Coordinate annotation entries:
_____
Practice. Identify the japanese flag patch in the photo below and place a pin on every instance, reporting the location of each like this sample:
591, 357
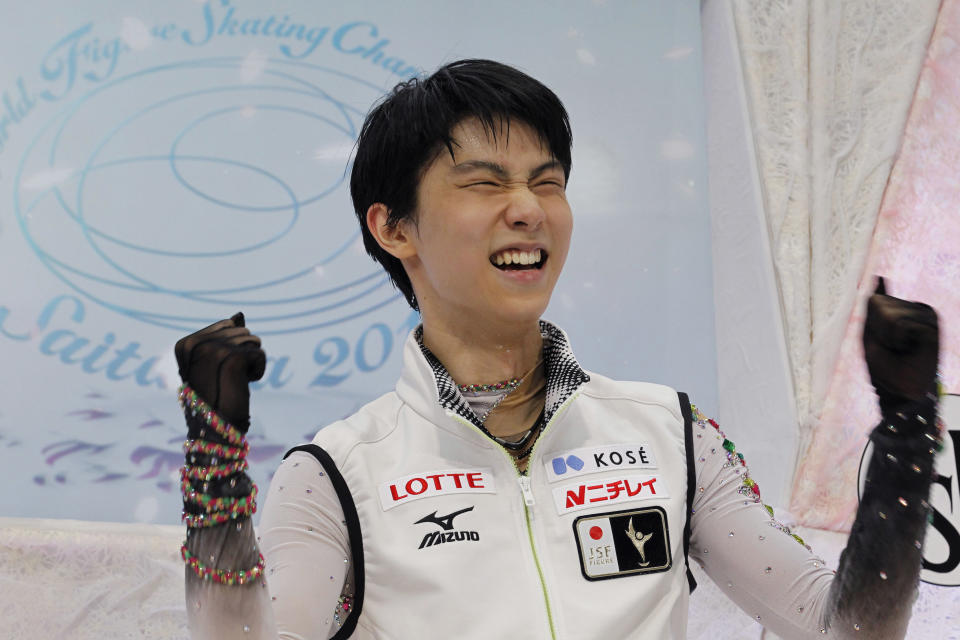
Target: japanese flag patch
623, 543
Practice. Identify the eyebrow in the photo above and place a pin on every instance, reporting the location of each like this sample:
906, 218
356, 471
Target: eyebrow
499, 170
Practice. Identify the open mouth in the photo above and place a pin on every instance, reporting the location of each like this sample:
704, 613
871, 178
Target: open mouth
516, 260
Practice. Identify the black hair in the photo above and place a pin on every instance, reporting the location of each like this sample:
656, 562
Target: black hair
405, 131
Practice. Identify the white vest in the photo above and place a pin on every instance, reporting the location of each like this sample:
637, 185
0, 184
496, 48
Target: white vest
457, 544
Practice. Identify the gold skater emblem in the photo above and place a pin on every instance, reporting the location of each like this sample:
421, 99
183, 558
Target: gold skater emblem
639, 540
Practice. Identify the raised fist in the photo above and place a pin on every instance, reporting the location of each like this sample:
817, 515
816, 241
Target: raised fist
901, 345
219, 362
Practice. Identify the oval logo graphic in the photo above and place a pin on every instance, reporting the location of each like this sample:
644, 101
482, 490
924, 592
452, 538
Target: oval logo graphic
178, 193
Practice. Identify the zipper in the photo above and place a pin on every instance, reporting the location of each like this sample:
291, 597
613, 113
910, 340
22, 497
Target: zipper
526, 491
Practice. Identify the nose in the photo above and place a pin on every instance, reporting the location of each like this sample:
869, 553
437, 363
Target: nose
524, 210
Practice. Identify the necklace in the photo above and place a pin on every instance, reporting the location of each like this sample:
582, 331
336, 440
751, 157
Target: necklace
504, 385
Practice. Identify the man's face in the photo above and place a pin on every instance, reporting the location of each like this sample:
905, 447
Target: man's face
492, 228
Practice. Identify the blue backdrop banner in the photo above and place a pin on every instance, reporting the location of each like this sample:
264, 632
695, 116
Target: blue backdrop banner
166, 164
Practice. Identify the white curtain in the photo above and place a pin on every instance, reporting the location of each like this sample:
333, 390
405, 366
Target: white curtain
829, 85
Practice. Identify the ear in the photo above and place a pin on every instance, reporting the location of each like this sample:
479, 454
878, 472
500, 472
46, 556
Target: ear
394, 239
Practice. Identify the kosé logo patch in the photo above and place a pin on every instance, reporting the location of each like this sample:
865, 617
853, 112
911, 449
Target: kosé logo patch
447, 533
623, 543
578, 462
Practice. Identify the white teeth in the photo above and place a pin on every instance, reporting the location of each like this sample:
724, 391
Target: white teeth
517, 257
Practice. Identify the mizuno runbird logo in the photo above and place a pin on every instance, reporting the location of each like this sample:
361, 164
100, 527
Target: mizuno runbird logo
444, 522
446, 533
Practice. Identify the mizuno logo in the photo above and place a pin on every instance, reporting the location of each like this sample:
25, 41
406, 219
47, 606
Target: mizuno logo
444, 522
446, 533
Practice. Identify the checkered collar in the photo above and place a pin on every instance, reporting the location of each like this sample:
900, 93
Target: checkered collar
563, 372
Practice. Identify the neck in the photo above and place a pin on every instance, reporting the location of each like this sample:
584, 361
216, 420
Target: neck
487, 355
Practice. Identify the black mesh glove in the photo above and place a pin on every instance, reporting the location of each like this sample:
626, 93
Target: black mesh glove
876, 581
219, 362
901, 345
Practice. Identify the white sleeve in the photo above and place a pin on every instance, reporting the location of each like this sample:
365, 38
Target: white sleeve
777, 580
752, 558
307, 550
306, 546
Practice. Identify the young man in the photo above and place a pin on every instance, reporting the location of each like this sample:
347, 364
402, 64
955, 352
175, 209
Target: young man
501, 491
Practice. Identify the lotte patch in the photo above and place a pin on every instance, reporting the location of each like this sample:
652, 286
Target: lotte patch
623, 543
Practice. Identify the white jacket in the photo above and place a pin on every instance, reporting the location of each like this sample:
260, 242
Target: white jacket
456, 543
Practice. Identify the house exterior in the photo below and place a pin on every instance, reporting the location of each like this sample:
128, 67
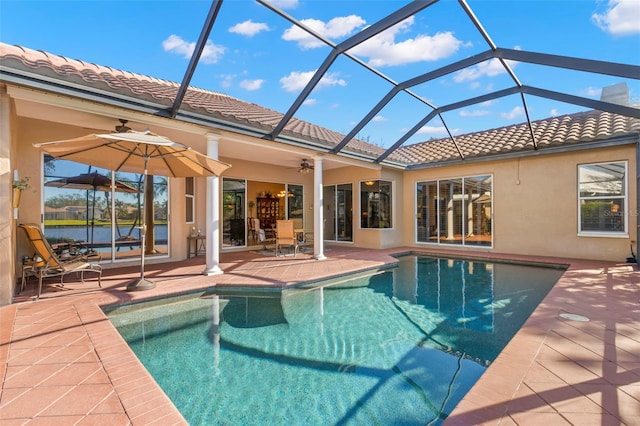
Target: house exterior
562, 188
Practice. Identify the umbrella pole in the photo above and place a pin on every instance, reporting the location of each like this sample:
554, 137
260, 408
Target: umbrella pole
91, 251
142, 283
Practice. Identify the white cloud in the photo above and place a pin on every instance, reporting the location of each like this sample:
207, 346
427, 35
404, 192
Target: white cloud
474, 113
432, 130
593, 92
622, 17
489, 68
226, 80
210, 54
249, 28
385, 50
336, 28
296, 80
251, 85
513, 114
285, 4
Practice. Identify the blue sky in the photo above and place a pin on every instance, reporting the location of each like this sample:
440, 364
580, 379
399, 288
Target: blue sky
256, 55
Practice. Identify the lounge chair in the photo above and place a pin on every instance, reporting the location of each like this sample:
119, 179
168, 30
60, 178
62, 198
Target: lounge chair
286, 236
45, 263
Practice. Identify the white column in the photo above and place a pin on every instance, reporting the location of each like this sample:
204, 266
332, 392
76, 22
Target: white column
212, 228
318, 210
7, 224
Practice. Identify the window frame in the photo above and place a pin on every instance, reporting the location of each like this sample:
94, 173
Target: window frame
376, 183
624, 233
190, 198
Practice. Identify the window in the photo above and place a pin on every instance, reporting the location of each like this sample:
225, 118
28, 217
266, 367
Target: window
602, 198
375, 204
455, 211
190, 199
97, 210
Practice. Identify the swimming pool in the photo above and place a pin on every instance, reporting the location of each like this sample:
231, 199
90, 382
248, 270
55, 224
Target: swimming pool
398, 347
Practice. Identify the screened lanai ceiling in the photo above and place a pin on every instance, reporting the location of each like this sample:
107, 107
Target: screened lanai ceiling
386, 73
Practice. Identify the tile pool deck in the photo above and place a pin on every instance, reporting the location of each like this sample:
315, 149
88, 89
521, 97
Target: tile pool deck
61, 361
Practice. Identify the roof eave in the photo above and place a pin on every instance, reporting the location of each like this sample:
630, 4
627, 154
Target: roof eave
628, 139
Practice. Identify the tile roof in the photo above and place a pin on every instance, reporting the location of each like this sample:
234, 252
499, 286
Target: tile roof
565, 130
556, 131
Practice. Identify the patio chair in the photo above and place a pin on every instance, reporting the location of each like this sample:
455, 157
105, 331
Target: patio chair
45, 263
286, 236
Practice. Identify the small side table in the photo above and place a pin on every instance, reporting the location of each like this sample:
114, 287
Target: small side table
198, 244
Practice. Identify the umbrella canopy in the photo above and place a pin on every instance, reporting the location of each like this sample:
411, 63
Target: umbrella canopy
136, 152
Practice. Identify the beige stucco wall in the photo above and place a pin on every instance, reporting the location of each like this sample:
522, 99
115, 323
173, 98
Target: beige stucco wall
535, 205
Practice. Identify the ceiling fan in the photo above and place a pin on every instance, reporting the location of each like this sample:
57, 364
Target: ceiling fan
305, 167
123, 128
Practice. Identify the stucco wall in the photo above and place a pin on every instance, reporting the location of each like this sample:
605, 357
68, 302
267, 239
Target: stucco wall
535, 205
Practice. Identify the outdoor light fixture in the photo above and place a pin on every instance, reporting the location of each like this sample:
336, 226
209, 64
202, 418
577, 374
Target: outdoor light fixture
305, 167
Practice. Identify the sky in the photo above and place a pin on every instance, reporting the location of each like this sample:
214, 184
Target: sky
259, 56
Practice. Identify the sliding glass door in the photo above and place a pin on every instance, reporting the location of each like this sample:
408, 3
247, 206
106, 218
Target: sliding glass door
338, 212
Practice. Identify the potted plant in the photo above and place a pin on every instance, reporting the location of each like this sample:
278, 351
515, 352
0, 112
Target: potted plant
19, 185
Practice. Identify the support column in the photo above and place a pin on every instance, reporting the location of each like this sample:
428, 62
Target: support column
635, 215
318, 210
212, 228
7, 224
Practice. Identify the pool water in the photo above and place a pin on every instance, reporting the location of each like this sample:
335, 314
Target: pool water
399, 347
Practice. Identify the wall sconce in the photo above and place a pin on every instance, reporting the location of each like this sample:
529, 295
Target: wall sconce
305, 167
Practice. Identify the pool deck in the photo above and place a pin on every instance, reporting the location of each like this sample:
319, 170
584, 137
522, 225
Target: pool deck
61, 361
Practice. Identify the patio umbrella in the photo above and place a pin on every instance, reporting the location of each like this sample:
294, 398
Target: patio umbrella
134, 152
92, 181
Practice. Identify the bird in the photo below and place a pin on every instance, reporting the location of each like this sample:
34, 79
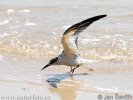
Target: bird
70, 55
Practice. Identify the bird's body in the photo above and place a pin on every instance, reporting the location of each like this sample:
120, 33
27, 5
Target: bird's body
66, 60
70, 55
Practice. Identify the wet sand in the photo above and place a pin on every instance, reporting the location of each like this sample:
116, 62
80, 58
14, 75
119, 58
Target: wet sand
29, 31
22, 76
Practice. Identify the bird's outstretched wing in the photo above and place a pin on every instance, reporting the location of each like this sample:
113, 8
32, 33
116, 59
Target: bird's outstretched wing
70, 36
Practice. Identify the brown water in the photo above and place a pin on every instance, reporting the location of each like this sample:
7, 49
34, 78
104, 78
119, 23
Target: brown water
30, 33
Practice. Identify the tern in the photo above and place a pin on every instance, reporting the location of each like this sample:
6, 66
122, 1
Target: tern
_____
● WORK REQUIRED: Copy only the stretch running from the line containing "Practice. Identify the bird's outstretched" to the final line of the entries, both ends included, exactly as it stands.

● OUTPUT BELOW:
Practice. Identify the bird's outstretched wing in the photo above and place a pin on every instance, reporting the location of each like this sample:
113, 8
32, 33
116, 59
Target: bird's outstretched wing
70, 36
Practice. Identify the brown water in the photo above and place a pin on every instance, reporting the location of each like this sample:
7, 49
34, 78
104, 78
119, 23
Target: brown water
30, 33
Practice. Identify the tern in the photo above and place a pin on every instance, reporting the location of each like this sample:
6, 66
122, 1
Target: tern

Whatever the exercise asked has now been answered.